[Items from a dataset]

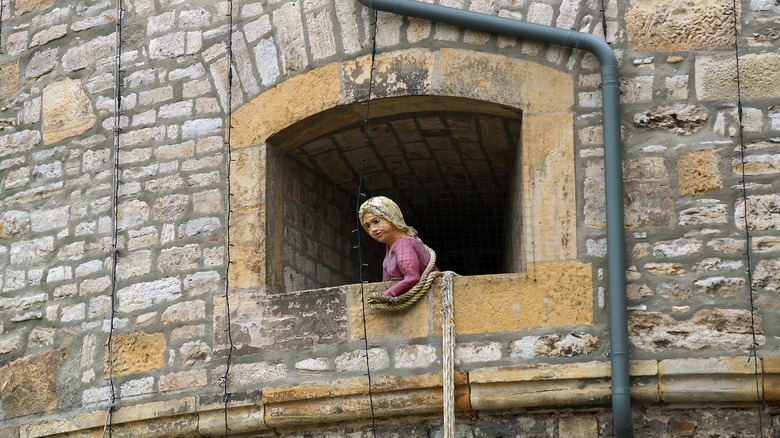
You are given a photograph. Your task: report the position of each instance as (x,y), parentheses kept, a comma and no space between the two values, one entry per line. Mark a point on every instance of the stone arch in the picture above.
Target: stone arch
(482,81)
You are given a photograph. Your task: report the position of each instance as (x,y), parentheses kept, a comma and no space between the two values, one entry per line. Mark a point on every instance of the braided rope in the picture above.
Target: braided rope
(379,301)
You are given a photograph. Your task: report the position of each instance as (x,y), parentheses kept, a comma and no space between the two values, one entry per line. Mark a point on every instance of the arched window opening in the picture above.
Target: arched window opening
(452,166)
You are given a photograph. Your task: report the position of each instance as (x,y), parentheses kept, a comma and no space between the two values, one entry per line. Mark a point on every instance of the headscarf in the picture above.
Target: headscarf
(385,208)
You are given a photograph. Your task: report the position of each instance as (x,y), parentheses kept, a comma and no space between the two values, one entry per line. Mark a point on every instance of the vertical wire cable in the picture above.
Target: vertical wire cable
(359,196)
(1,26)
(228,213)
(114,214)
(604,20)
(748,236)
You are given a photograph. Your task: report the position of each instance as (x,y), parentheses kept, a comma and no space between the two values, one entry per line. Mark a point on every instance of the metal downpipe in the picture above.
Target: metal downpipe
(613,170)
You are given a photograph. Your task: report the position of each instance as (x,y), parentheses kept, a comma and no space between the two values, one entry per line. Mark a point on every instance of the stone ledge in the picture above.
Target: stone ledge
(672,383)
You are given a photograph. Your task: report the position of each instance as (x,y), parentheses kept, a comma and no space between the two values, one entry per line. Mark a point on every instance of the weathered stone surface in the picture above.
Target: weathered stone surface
(474,352)
(647,198)
(549,185)
(681,119)
(543,384)
(137,353)
(674,291)
(671,26)
(144,295)
(578,427)
(763,212)
(182,380)
(716,76)
(415,356)
(764,164)
(82,56)
(711,330)
(9,78)
(715,213)
(510,81)
(67,111)
(25,6)
(347,399)
(573,344)
(767,275)
(28,386)
(397,73)
(677,247)
(297,320)
(13,223)
(698,172)
(355,361)
(285,105)
(550,295)
(720,286)
(721,379)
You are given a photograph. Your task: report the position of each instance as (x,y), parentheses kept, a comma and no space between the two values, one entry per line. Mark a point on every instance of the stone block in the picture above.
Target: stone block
(668,25)
(767,275)
(396,73)
(763,164)
(251,375)
(647,197)
(249,419)
(28,386)
(25,6)
(716,76)
(67,111)
(698,172)
(763,212)
(284,105)
(87,54)
(706,330)
(770,365)
(415,356)
(297,320)
(347,399)
(411,323)
(714,213)
(355,361)
(149,294)
(495,78)
(530,386)
(550,225)
(714,380)
(9,78)
(548,295)
(137,353)
(578,427)
(681,119)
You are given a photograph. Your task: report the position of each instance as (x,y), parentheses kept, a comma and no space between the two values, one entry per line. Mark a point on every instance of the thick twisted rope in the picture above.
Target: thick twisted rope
(379,301)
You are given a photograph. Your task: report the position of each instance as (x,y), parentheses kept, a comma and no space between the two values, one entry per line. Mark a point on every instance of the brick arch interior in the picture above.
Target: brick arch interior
(304,116)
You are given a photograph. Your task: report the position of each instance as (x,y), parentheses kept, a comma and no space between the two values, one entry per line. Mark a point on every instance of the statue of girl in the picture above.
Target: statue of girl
(406,257)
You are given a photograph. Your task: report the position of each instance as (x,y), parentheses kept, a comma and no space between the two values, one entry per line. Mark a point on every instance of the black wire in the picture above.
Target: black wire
(749,270)
(114,215)
(359,197)
(604,20)
(228,211)
(1,26)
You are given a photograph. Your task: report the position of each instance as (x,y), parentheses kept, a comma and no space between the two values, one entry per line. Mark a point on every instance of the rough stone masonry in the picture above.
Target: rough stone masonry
(701,221)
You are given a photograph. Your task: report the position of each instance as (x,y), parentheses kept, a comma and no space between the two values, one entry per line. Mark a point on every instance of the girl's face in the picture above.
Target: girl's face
(380,229)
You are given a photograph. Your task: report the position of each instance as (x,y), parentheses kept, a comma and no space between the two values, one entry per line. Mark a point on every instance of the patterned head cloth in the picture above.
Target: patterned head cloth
(387,209)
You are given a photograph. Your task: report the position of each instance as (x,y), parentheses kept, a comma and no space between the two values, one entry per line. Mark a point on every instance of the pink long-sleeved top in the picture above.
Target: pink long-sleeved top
(405,260)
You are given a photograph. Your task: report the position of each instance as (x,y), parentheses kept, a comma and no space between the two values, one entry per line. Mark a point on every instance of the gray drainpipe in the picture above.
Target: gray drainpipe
(613,171)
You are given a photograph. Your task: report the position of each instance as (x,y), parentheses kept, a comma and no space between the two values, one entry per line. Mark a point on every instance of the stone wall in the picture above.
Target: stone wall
(688,217)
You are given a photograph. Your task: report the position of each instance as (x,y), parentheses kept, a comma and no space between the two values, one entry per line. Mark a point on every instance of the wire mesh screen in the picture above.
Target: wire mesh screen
(453,174)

- _PROMPT_
Look above for the line with "Target: headscarf" and the line with "ledge in the picture above."; transcribe both and all lines in between, exactly, and nothing else.

- _REPLY TO THE EXERCISE_
Target: headscarf
(385,208)
You are given a photograph. Your task: report the position of each instance as (x,y), parentheses kept, a comma and no space between the two values, one entry per line. Mark a point on every instance of the vertical wire cable in the picture above.
Target: vertical wire cable
(359,196)
(1,26)
(228,213)
(114,214)
(604,20)
(748,236)
You are given a photograph. Your task: report the position of each instance as (x,y), parentheses kept, a comma and no space between the two values, one entry per line. Mark a point on every instance of the metal downpipe in the picture above.
Target: metal downpipe
(613,170)
You are given a photograph. Your task: report the position of each instance as (x,y), parentheses kept, a comma and no space between the two values, one entry per line. Mark a point on every instance of the stone ledge in the picture above.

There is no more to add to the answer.